EXTRAIT FOURNI -
****************

Y. C. : J’insiste. Frédéric Lordon souligne qu’un mérite de la position friotienne tient à ce qu’il n’évacue pas « la part pénible » dans l’élaboration théorique d’une alternative au capitalisme actuel : « il y aura toujours de la violence, dis-tu [Bernard], et tu en indiques même les lieux, au cœur de ta propre construction : les institutions de la qualification et les caisses d’investissement. Les institutions de la qualification déterminent le niveau de salaire – inutile d’en dire davantage » (63). Quelle commission va évaluer les salariés, pour décider comment et qui passera (ou non) au niveau de qualification (et donc de rémunération) supérieur ? Voilà qui promet des rancœurs, injustices, pressions, contestations à n’en plus finir. « Les caisses d’investissement, elles, sélectionnent les projets éligibles au subventionnement public, donc disent quels désirs d’activité se verront attribuer leurs conditions matérielles de réalisation, et lesquels non » (63). Pourquoi financer un élevage animal plutôt qu’un projet maraîcher ? Un lieu de concert plutôt qu’une salle de cinéma ou un stade de sport ?

A. Q. : Les remarques de Frédéric Lordon rejoignent les miennes sur le contrôle du travail des salariés. Je remarque aussi que le développement des budgets participatifs par de nombreuses municipalités, y compris françaises, montre que les débats locaux sur la hiérarchisation des priorités peuvent en fait se mener de manière beaucoup plus sereine que ce qu’imaginent les théoriciens. Notre proposition de revenu universel ne se veut d’ailleurs pas une alternative globale au capitalisme, mais le creusement de lignes de fuite partielles, des couloirs du terrier de la vieille taupe rêvée par Marx.

****************

DONNÉES FOURNIES -
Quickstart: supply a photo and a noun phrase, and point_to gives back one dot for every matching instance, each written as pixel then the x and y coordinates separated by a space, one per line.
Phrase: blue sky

****************

CONSIGNE -
Relevez, s'il vous plaît, tout ce que l'extrait dit que promet l'évaluation des salariés par une commission chargée de leur passage au niveau de qualification supérieur. Appuyez-vous uniquement sur l'extrait pour répondre.

RÉPONSE COMPLÈTE -
Des rancœurs, des injustices, des pressions et des contestations à n'en plus finir.